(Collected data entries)
>>>>

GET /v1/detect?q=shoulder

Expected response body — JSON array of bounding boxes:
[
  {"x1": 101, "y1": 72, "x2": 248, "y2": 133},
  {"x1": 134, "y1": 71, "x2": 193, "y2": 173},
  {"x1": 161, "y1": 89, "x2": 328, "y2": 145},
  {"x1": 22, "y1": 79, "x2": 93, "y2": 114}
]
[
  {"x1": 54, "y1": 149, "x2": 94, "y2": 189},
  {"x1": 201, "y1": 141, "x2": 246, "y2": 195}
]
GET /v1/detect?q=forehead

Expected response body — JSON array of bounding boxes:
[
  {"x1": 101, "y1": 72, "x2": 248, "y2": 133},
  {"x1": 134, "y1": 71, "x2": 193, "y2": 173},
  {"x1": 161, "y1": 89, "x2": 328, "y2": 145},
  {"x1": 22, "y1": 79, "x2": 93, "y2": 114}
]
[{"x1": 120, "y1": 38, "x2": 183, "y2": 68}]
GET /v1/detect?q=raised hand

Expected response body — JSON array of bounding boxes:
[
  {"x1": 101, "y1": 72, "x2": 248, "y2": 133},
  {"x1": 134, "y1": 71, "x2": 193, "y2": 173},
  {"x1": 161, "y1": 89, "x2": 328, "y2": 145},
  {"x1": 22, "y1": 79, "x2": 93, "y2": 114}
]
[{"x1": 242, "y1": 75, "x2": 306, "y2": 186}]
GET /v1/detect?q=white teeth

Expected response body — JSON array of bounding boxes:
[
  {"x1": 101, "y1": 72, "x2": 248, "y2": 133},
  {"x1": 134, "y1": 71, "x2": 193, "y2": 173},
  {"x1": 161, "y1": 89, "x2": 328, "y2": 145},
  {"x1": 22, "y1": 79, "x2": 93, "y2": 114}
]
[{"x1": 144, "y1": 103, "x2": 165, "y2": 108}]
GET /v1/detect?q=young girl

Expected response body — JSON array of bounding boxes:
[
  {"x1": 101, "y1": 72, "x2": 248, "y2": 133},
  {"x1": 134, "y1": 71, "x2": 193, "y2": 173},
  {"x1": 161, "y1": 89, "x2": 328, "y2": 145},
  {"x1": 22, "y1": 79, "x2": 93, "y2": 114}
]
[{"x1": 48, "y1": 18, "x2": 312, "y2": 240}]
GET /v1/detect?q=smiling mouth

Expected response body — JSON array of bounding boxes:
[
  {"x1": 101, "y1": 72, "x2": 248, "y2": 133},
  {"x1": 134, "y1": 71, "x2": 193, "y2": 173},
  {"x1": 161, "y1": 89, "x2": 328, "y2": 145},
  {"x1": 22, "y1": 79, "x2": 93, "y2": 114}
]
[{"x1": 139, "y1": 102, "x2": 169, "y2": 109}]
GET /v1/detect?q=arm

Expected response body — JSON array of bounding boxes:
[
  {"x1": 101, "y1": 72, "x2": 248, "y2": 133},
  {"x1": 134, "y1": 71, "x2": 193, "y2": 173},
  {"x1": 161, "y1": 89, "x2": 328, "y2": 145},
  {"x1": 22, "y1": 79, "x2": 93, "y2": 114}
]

<<<<
>>>>

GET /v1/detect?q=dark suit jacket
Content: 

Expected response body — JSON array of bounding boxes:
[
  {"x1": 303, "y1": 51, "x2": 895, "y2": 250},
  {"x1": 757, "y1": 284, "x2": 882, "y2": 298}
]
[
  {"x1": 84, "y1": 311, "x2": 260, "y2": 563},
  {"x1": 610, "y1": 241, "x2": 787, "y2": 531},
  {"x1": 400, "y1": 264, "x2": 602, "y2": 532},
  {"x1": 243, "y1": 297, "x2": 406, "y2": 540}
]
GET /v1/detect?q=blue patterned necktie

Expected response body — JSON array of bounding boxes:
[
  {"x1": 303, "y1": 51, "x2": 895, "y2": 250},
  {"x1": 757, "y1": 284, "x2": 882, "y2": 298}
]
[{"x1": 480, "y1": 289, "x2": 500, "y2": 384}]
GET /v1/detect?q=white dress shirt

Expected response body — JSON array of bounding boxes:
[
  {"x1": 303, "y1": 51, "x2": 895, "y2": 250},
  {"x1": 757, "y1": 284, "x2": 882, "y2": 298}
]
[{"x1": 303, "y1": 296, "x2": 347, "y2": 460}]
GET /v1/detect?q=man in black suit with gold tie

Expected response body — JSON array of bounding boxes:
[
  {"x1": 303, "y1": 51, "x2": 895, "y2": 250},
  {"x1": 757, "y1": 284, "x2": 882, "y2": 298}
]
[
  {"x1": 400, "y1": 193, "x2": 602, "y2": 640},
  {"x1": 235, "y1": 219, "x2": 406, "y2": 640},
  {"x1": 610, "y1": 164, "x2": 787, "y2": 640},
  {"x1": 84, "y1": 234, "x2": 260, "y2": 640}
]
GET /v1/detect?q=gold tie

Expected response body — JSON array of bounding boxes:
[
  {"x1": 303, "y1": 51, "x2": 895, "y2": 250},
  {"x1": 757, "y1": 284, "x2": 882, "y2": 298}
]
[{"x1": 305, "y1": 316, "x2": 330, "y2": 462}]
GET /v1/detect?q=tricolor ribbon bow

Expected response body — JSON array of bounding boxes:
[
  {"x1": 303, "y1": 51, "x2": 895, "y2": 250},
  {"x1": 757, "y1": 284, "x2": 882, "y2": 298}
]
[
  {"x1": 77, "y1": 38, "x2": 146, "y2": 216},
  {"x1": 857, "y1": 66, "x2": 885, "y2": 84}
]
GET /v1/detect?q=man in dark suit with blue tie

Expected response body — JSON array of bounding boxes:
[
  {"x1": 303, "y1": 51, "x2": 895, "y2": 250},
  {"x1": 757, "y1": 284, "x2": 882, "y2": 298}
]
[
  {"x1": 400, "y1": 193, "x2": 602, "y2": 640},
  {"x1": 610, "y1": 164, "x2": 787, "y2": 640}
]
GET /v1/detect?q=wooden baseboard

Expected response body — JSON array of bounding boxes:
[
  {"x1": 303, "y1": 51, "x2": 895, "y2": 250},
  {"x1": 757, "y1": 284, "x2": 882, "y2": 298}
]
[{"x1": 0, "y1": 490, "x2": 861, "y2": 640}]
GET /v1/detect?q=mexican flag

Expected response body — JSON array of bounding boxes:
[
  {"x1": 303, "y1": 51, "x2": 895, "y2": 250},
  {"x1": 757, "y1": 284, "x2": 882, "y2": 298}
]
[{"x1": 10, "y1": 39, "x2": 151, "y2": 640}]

<<<<
>>>>

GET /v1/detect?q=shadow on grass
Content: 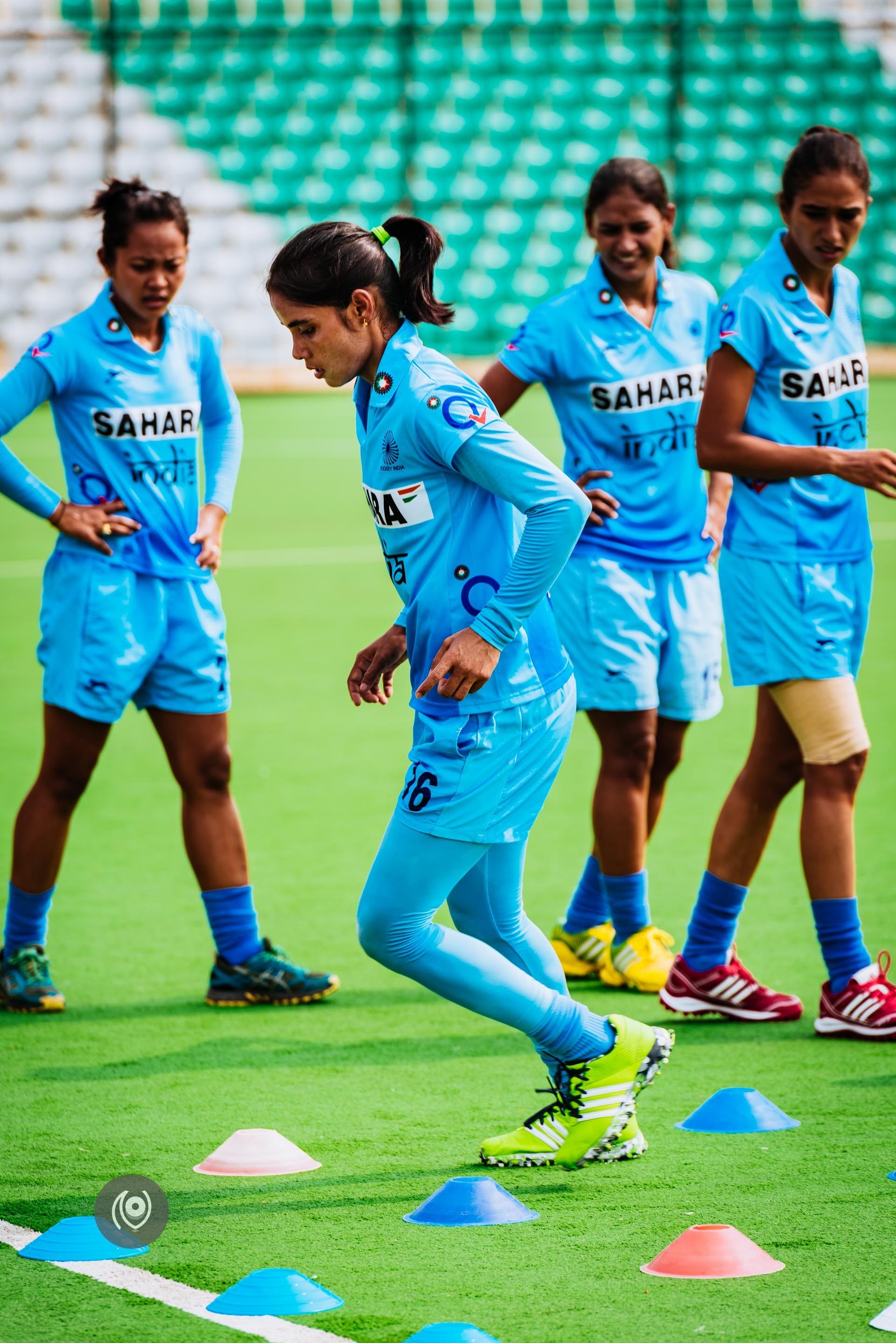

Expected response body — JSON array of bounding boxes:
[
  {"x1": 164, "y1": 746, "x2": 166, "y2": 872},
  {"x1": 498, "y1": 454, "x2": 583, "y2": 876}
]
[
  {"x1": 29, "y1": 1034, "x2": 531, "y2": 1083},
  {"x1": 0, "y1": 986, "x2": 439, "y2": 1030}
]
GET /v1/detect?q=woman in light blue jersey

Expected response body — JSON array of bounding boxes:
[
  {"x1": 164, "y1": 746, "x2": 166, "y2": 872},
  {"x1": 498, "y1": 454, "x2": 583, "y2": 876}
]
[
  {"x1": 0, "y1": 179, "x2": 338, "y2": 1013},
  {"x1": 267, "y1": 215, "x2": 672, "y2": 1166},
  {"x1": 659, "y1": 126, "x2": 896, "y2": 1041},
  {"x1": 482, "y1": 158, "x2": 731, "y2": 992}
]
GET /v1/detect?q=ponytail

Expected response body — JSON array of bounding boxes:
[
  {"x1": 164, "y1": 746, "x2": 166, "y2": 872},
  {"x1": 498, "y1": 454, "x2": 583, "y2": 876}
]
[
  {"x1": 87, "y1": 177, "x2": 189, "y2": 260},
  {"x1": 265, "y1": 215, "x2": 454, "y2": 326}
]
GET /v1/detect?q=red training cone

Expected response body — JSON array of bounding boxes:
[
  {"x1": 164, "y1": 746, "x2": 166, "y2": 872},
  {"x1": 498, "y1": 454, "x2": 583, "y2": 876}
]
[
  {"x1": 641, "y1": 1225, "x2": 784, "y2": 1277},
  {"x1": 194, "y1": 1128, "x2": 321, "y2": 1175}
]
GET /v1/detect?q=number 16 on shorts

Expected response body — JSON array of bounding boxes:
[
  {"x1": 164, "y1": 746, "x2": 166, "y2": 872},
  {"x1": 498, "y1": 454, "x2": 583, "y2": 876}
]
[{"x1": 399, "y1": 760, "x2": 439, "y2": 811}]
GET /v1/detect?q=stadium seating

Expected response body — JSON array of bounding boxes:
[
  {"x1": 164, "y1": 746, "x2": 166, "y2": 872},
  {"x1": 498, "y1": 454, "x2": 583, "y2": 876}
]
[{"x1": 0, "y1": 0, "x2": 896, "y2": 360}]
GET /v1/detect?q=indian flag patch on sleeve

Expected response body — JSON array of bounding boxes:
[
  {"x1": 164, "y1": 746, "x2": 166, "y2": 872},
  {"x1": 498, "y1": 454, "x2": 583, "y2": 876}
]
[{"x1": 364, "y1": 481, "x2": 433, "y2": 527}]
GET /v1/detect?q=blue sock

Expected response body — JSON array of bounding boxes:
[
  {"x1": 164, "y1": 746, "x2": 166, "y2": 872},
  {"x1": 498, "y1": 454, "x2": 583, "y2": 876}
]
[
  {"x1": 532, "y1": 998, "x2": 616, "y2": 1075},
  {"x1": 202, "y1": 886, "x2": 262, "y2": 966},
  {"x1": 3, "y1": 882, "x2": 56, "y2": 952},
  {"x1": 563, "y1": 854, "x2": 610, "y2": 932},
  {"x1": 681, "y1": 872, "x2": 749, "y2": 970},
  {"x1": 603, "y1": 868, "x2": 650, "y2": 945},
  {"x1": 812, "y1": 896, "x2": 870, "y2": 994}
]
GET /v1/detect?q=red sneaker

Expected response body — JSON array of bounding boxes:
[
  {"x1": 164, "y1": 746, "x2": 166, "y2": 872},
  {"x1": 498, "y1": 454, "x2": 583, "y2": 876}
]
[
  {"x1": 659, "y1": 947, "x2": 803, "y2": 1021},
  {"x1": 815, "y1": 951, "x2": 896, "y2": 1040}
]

<<<<

#### Given instruction:
Pull out each line of the rows above that contains the word "with", copying every one unchanged. Treat uppercase and lowercase letters as different.

#### Output of the task:
GET /v1/detect?q=man in black suit with gold tie
GET /v1/detect?q=man in dark suit with blue tie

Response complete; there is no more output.